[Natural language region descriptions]
★ ★ ★ ★ ★ ★ ★
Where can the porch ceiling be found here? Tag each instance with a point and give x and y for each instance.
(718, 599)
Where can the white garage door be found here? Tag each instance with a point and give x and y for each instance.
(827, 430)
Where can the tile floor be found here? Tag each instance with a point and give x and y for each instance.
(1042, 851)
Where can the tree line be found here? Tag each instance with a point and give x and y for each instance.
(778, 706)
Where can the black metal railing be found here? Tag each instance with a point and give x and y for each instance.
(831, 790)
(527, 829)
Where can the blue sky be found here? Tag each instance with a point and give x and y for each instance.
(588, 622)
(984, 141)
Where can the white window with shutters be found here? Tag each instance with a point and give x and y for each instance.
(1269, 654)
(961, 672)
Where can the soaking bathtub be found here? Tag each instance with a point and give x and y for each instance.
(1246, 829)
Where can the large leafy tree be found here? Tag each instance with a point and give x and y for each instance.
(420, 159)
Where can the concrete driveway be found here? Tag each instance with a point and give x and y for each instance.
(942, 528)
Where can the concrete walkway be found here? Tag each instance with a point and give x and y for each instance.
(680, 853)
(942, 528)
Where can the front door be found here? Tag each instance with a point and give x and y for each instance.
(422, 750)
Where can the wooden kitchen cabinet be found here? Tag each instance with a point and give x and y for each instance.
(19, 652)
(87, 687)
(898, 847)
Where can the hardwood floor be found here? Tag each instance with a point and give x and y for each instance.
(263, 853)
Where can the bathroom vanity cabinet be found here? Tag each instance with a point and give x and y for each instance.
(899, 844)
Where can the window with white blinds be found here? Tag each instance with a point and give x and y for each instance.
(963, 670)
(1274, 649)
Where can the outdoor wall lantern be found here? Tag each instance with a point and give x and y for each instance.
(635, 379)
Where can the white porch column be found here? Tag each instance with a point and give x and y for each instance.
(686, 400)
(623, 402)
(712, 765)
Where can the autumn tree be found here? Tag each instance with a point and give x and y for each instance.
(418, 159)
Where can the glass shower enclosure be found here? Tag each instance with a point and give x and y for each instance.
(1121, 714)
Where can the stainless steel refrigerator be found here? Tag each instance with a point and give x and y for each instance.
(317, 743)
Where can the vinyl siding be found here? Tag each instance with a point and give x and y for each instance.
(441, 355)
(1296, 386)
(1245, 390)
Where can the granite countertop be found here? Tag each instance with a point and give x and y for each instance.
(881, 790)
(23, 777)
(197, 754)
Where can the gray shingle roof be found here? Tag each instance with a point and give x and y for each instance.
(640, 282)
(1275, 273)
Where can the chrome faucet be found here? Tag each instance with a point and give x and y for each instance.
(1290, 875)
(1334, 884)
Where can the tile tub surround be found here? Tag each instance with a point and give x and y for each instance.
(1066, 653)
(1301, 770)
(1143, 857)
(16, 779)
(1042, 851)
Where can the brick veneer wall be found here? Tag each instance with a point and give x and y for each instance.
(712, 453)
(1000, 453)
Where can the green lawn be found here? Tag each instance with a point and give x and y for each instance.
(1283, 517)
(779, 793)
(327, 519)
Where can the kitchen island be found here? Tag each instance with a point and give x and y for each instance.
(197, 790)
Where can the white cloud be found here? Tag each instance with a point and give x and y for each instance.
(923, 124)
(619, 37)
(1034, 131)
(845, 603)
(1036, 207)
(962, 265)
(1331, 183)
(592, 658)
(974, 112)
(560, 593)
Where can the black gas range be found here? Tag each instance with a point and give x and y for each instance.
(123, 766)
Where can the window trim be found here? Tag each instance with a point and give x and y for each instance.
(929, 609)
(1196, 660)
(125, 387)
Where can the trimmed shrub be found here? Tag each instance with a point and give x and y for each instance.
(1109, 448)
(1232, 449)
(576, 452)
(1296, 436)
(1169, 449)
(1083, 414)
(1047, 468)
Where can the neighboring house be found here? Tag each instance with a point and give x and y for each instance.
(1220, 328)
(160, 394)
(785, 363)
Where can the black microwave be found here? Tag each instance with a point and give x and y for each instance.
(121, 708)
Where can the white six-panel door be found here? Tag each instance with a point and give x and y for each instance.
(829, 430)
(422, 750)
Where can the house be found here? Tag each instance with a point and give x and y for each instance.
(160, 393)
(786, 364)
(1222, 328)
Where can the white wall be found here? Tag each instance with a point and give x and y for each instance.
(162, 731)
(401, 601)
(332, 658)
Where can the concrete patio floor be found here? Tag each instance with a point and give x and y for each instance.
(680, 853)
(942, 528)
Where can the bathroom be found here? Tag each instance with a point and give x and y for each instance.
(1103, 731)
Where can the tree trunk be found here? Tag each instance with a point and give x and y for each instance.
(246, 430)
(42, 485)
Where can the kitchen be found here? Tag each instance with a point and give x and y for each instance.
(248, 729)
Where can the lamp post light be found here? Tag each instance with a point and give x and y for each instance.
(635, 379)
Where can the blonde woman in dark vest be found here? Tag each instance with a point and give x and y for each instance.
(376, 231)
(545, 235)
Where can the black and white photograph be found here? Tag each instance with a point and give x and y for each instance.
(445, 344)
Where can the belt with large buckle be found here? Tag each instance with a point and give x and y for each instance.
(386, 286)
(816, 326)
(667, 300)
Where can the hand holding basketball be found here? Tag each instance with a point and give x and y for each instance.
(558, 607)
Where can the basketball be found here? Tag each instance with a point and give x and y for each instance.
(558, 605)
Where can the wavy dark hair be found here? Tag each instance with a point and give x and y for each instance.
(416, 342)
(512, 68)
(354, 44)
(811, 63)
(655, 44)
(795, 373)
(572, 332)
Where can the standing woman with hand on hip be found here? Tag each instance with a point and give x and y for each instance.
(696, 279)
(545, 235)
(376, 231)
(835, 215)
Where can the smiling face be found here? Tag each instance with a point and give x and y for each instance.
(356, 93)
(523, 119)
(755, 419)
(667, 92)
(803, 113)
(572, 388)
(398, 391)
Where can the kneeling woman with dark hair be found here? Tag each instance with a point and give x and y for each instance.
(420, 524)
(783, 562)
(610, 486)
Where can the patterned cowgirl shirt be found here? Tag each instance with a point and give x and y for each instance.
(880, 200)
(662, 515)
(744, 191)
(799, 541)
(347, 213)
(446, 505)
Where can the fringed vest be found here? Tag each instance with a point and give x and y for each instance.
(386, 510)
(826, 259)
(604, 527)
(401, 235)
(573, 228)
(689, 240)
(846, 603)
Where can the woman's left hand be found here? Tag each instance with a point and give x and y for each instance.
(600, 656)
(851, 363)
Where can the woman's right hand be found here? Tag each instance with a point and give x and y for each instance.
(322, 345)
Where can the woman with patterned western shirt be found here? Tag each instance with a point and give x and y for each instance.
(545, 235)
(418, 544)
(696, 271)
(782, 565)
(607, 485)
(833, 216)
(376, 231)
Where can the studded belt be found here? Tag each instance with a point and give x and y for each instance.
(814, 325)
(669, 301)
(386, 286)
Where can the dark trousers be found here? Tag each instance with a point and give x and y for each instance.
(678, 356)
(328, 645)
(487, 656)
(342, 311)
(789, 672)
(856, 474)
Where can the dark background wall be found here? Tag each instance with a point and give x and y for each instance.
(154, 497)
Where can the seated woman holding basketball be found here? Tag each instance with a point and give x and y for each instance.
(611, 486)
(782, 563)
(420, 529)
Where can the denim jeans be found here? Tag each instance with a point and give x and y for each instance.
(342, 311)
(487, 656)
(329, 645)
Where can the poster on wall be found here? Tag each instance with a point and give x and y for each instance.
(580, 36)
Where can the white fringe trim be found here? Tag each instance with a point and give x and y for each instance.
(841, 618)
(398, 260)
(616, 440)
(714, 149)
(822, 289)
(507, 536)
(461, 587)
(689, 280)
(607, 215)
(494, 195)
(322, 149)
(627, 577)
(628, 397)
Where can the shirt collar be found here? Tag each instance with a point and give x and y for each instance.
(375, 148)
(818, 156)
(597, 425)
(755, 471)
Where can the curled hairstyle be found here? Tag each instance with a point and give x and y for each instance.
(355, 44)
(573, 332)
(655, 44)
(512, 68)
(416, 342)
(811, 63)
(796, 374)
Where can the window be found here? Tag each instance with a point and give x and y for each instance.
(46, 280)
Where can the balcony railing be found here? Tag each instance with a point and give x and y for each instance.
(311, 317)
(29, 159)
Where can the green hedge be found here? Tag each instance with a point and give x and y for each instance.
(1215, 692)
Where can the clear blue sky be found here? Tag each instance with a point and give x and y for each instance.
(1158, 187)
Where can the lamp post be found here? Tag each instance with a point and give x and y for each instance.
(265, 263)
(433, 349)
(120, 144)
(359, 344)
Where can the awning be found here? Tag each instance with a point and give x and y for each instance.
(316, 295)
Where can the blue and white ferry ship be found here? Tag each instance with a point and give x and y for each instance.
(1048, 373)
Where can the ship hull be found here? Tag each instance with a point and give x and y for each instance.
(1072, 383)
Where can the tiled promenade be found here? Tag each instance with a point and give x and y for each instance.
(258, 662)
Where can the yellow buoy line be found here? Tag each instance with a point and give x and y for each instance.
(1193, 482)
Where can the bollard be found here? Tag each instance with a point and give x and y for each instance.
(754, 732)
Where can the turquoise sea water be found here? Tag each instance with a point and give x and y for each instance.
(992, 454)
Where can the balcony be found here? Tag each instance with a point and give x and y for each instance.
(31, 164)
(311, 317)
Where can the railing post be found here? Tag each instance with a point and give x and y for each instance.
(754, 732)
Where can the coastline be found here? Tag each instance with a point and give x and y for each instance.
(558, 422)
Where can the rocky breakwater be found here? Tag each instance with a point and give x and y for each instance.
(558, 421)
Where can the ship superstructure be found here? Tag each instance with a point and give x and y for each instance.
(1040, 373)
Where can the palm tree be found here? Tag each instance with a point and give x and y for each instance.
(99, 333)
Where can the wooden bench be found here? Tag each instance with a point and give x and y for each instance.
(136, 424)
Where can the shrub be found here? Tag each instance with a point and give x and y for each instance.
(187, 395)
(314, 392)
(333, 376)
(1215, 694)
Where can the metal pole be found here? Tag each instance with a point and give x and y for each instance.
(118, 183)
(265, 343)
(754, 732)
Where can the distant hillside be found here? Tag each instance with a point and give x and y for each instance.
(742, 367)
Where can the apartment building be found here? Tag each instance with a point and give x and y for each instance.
★ ★ ★ ★ ★ ★ ★
- _Goal of the exercise_
Output exactly the lines of the data that run from the one containing "Where can the ship superstructure" to the very last line, and no others.

- _Result_
Where can the ship superstructure be found here? Tag each instance with a point and give x and y for each instance.
(1040, 373)
Where can the palm tree be found here? Tag each instance with a point and give x and y for each instance.
(99, 333)
Where can the wooden bench be found here? Tag each instance with a point and give x and y for each instance.
(136, 424)
Where can the shrub be found here? Tag each instance with a point and give x and y for each instance.
(187, 395)
(314, 392)
(333, 376)
(1215, 694)
Where can the metal pole be found here? Tag each instance with a point and give x and y for each instance.
(118, 183)
(265, 343)
(754, 732)
Where can the distant hillside be found here? Tag each instance with a point and give x and y for each instance.
(742, 367)
Where can the apartment building be found here? Tag each instance with a point and give x and y for each instance.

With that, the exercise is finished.